:: What needs to be done ::
All of the entries below should be copied exactly as they appear.

[Point-per-instance localization data]
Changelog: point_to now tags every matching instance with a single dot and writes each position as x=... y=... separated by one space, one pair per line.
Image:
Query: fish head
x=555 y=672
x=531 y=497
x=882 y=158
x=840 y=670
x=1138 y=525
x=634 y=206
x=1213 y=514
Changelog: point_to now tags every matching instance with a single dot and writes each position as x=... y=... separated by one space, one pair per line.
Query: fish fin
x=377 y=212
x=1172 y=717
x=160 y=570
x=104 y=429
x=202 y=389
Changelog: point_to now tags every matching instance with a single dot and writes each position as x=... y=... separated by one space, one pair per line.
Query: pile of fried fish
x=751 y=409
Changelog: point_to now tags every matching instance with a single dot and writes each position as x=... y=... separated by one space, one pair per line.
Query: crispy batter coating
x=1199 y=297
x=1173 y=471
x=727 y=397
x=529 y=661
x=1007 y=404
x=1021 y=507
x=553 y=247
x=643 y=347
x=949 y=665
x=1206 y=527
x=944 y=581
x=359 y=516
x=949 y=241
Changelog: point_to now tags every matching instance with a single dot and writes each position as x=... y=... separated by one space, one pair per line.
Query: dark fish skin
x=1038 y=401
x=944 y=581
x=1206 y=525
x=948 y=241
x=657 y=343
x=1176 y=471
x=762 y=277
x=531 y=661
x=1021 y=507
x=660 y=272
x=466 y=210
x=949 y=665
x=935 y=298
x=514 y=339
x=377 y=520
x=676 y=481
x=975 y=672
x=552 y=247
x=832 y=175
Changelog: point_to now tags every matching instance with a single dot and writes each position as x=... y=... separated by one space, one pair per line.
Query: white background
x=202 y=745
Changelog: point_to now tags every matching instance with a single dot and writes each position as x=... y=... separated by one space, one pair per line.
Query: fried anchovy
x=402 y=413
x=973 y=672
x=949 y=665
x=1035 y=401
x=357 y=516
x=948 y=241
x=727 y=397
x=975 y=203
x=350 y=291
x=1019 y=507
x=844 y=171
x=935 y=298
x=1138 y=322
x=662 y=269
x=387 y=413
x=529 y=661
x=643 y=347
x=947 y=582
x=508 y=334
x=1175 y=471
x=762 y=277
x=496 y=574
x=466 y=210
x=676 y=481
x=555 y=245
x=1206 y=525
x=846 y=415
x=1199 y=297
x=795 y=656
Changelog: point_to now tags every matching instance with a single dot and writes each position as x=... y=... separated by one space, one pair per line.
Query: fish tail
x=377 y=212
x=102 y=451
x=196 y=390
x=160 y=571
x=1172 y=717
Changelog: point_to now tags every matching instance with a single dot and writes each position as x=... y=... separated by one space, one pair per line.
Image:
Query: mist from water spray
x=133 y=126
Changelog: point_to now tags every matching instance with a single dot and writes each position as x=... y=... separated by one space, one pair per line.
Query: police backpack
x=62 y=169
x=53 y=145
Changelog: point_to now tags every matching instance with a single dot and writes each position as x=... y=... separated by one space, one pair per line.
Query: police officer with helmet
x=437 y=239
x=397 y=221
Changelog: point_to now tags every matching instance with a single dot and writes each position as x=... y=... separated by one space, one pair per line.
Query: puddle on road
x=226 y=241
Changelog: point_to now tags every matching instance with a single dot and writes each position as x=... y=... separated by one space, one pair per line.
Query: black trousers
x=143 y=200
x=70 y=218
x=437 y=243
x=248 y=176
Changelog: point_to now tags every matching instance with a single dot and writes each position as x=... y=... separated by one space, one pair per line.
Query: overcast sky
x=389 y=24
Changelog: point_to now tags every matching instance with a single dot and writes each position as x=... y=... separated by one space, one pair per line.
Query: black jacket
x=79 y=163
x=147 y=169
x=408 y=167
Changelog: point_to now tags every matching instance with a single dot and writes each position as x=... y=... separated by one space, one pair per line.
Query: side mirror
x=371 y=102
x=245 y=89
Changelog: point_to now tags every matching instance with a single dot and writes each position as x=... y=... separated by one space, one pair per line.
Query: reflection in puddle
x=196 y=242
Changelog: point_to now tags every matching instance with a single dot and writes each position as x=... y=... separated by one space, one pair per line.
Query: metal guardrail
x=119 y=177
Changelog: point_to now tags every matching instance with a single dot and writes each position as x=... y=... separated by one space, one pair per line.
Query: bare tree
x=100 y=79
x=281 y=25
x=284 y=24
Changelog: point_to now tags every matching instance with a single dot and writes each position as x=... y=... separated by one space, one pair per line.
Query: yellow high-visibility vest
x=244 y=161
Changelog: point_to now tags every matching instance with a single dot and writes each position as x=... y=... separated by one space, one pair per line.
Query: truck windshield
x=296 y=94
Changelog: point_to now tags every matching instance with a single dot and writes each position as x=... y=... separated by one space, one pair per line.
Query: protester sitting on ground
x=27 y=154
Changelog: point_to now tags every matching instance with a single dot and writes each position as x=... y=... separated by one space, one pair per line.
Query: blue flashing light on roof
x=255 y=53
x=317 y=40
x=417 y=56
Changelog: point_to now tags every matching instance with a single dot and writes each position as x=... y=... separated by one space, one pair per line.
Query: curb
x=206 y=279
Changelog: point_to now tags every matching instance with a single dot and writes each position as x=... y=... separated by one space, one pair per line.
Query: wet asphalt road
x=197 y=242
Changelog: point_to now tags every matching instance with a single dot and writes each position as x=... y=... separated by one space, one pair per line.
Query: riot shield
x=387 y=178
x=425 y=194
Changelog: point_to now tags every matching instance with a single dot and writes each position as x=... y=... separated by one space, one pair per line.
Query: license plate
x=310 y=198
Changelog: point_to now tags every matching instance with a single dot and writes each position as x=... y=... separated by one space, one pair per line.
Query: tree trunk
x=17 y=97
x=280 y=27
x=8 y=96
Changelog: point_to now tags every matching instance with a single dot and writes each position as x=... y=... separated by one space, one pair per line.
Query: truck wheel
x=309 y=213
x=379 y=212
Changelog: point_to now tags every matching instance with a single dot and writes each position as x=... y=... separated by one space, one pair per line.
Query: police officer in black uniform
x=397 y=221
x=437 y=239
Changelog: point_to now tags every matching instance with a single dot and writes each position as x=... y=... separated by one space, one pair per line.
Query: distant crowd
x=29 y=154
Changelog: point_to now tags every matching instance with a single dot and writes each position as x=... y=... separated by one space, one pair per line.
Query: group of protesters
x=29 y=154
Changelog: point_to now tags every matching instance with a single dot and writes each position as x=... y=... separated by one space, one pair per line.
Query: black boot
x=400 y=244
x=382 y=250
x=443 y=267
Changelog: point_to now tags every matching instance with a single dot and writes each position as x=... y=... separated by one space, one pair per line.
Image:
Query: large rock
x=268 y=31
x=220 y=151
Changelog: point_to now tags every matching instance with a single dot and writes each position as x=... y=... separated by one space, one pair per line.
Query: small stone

:: Final answer ::
Changelog: point_to now tags every matching instance with a single dot and writes each position as x=... y=... separated by one space, one pair per line.
Image:
Query: fish head
x=555 y=672
x=531 y=497
x=882 y=158
x=840 y=670
x=1138 y=525
x=634 y=206
x=1213 y=514
Changelog: point_to now tags every matching instance with a single dot and writes each position as x=... y=... separated by one space, one pair per line.
Query: fish fin
x=377 y=212
x=1172 y=717
x=160 y=570
x=104 y=429
x=202 y=389
Changelog: point_to now tags every matching instance with a single dot and writes each position as x=... y=... separated by one space, one pair per line.
Query: pile of fried fish
x=751 y=409
Changelog: point_to now tags every matching instance with a single dot and writes each position as x=... y=... separated by one space, one pair per line.
Query: crispy batter coating
x=1199 y=297
x=1173 y=471
x=727 y=397
x=529 y=661
x=1007 y=404
x=1021 y=507
x=553 y=247
x=643 y=347
x=949 y=665
x=1206 y=527
x=944 y=581
x=359 y=516
x=949 y=241
Changelog: point_to now tags every matching instance with a single dot and writes each position as x=... y=... separated by one space, one pair per line.
Query: dark fish skin
x=1038 y=401
x=944 y=581
x=1206 y=525
x=948 y=241
x=657 y=343
x=1176 y=471
x=762 y=277
x=531 y=661
x=1021 y=507
x=660 y=272
x=466 y=210
x=949 y=665
x=935 y=298
x=514 y=339
x=377 y=520
x=676 y=481
x=975 y=672
x=552 y=247
x=832 y=175
Changelog: point_to now tags every matching instance with a single dot and writes each position as x=... y=... separated by one space, one pair per line.
Query: white background
x=202 y=745
Changelog: point_to now tags every matching instance with a single dot and writes each position as x=... y=... separated by one space, one pair per line.
Query: fried anchovy
x=402 y=413
x=973 y=672
x=949 y=665
x=1035 y=401
x=357 y=516
x=948 y=241
x=727 y=397
x=975 y=203
x=350 y=291
x=1019 y=507
x=844 y=171
x=935 y=298
x=1138 y=322
x=662 y=269
x=387 y=413
x=529 y=661
x=643 y=347
x=947 y=582
x=508 y=334
x=1175 y=471
x=762 y=277
x=496 y=574
x=466 y=210
x=676 y=481
x=555 y=245
x=1206 y=525
x=846 y=415
x=1199 y=297
x=795 y=656
Changelog: point_to now tags every matching instance with a single dot and writes each position as x=... y=... separated by one space, one pair per line.
Query: fish tail
x=377 y=212
x=102 y=451
x=196 y=390
x=160 y=571
x=1172 y=717
Changelog: point_to now tags every matching instance with a single dot and writes each position as x=... y=... separated by one space, one pair per line.
Image:
Query: mist from water spray
x=133 y=126
Changelog: point_to now tags every matching instance with a single dot and writes each position as x=... y=... separated by one space, one pair per line.
Query: police backpack
x=62 y=169
x=53 y=145
Changelog: point_to now tags every matching instance with a single dot and writes each position as x=... y=... separated by one space, one pair per line.
Query: police officer with helmet
x=437 y=239
x=397 y=221
Changelog: point_to now tags every matching instance with a single dot and writes each position as x=... y=... separated by one space, one pair per line.
Query: puddle on road
x=226 y=241
Changelog: point_to now tags every matching instance with a single dot and writes each position as x=... y=... separated by one space, one pair per line.
Query: black trousers
x=143 y=200
x=70 y=218
x=437 y=243
x=248 y=176
Changelog: point_to now tags every matching instance with a single dot and writes each position as x=... y=... separated by one space, one pair per line.
Query: overcast sky
x=389 y=24
Changelog: point_to now tags every matching instance with a single dot and writes each position as x=... y=... separated by one space, one pair per line.
Query: black jacket
x=79 y=163
x=147 y=169
x=408 y=167
Changelog: point_to now tags every matching instance with a single dot and writes each position as x=... y=... separated by one space, one pair per line.
Query: side mirror
x=371 y=102
x=245 y=89
Changelog: point_to now tags every matching instance with a single dot and writes each position as x=... y=... separated by one space, one pair per line.
Query: reflection in puddle
x=196 y=242
Changelog: point_to now tags every matching instance with a single dot and writes each position as x=... y=... separated by one space, one pair per line.
Query: metal guardrail
x=119 y=177
Changelog: point_to now tags every matching instance with a single dot and writes each position as x=... y=... separated by one space, one pair per line.
Query: bare tree
x=100 y=79
x=281 y=25
x=284 y=24
Changelog: point_to now tags every matching instance with a single dot and writes each position as x=... y=... separated by one space, one pair per line.
Query: yellow high-visibility vest
x=244 y=161
Changelog: point_to now tags every matching instance with a single dot and writes each position as x=... y=... separated by one space, one pair per line.
Query: truck windshield
x=296 y=94
Changelog: point_to now tags every matching instance with a single dot and writes each position as x=... y=... separated by one space, one pair per line.
Query: protester sitting on ground
x=27 y=154
Changelog: point_to now tags every matching instance with a single dot and writes each position as x=... y=... separated by one space, one pair per line.
Query: blue flashing light on roof
x=255 y=53
x=317 y=40
x=417 y=56
Changelog: point_to now tags every matching instance with a single dot and writes each position as x=... y=... separated by one space, one pair per line.
Query: curb
x=206 y=279
Changelog: point_to now tags every matching instance with a single dot and writes each position as x=... y=... separated by one space, one pair per line.
Query: wet asphalt road
x=197 y=242
Changelog: point_to now tags every matching instance with a single dot and writes each position as x=... y=... separated by one space, one pair per line.
Query: riot shield
x=387 y=178
x=425 y=194
Changelog: point_to now tags every matching instance with a single dot and writes each position as x=... y=... separated by one space, one pair per line.
Query: license plate
x=310 y=198
Changelog: point_to now tags every matching instance with a single dot and writes each position as x=... y=... separated by one space, one pair per line.
Query: tree trunk
x=17 y=97
x=280 y=27
x=8 y=96
Changelog: point_to now tags every matching instance with a single dot and writes each position as x=... y=... separated by one space, one pair per line.
Query: truck wheel
x=309 y=213
x=379 y=212
Changelog: point_to now tags every matching instance with a single dot and writes each position as x=... y=... separated by one space, one pair per line.
Query: police officer in black uniform
x=397 y=221
x=437 y=239
Changelog: point_to now tags every matching instance with a single dot and writes each position as x=... y=... separated by one space, one pair per line.
Query: distant crowd
x=29 y=154
Changelog: point_to now tags every matching instance with a single dot and writes each position as x=... y=... separated by one space, one pair per line.
Query: group of protesters
x=29 y=154
Changelog: point_to now tags every matching instance with a single dot and writes each position as x=... y=... separated by one space, one pair per line.
Query: black boot
x=400 y=244
x=382 y=250
x=443 y=267
Changelog: point_to now tags every matching instance with a single dot and writes each position as x=... y=... separated by one space, one pair per line.
Image:
Query: large rock
x=268 y=31
x=220 y=151
Changelog: point_to now tags every matching instance with a single dot and writes each position as x=... y=... separated by one space, one pair per line.
Query: small stone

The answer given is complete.